* START PROVIDED DATA *

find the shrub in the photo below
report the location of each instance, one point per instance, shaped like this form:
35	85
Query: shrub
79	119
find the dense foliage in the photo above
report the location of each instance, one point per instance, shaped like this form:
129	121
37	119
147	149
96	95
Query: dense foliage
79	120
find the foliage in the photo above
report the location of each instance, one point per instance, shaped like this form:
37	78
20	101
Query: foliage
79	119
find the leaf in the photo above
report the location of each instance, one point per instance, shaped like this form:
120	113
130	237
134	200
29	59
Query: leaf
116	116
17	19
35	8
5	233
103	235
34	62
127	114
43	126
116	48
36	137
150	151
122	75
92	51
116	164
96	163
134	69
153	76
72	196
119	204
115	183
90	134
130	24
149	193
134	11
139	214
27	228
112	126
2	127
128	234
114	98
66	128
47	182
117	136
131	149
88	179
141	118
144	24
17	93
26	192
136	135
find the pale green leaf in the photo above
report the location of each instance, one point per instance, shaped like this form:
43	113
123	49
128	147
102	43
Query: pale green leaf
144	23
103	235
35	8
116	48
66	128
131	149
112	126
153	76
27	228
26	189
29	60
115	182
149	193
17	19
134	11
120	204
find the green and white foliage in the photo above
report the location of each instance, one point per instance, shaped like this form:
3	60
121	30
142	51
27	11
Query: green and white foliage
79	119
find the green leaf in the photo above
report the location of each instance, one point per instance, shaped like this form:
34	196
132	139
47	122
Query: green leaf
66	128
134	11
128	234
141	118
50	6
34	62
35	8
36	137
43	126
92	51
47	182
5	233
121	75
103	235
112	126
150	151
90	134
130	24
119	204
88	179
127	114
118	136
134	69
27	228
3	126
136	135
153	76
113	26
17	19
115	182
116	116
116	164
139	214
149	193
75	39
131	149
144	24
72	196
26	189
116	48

* END PROVIDED DATA *

> _WHAT THE TASK ASKS_
Copy the listing above word for word, keeping every line.

> _TASK RESULT_
find the shrub in the photo below
report the location of each instance, one point per instance, shaped like this form:
35	85
Query: shrub
79	119
find the dense foliage in the photo above
report the location of each instance, one point per instance, shaped like this form:
129	121
37	119
147	149
96	95
Query: dense foliage
79	120
find the foliage in the photo above
report the location of each instance, one point per instance, shaped like this form:
37	78
20	101
Query: foliage
79	119
find the leaf in the photo above
report the location of each instance, one point per instance, shaped like this form:
120	113
130	237
134	200
29	59
Query: leaf
116	116
17	19
35	8
5	233
103	235
34	62
127	114
43	126
116	48
36	137
150	151
122	75
92	51
116	164
96	163
134	69
153	76
72	196
119	204
115	183
90	134
130	24
149	193
134	11
139	214
27	228
112	126
2	127
128	234
114	98
66	128
47	182
117	136
131	149
88	179
141	118
144	24
17	93
26	192
136	135
find the pale green leaf in the photo above
report the location of each instance, one point per instance, shaped like this form:
43	113
123	49
128	147
102	43
Query: pale green leaf
144	23
103	235
35	8
116	48
66	128
131	149
112	126
153	76
27	228
26	189
29	60
115	182
149	193
17	19
134	11
120	204
find the green and white foliage in the photo above
report the location of each instance, one point per instance, shaped like this form:
3	60
121	30
142	51
27	11
Query: green and white foliage
79	119
find the green leaf in the photo above
report the location of each instance, one point per instance, shaped like this form:
34	196
132	139
47	122
Query: green leaf
66	128
134	11
128	234
141	118
50	6
34	62
35	8
36	137
43	126
92	51
47	182
5	233
121	75
103	235
112	126
150	151
90	134
130	24
119	204
88	179
127	114
118	136
134	69
27	228
3	126
136	135
153	76
113	26
17	19
115	182
116	116
116	164
139	214
149	193
75	39
131	149
144	24
72	196
26	189
116	48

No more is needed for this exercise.